*What you have to do*
Rewrite each of the items below, swapping "dry stick" for "fallen twig" and leaving everything else unchanged.

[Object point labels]
-- begin --

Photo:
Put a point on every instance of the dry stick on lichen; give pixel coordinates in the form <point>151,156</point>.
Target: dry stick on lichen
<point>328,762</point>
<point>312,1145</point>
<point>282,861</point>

-- end --

*Reply*
Photo:
Put a point on every instance of the fallen twig on lichen; give pixel coordinates in the form <point>151,156</point>.
Target: fallen twig on lichen
<point>328,762</point>
<point>312,1145</point>
<point>282,861</point>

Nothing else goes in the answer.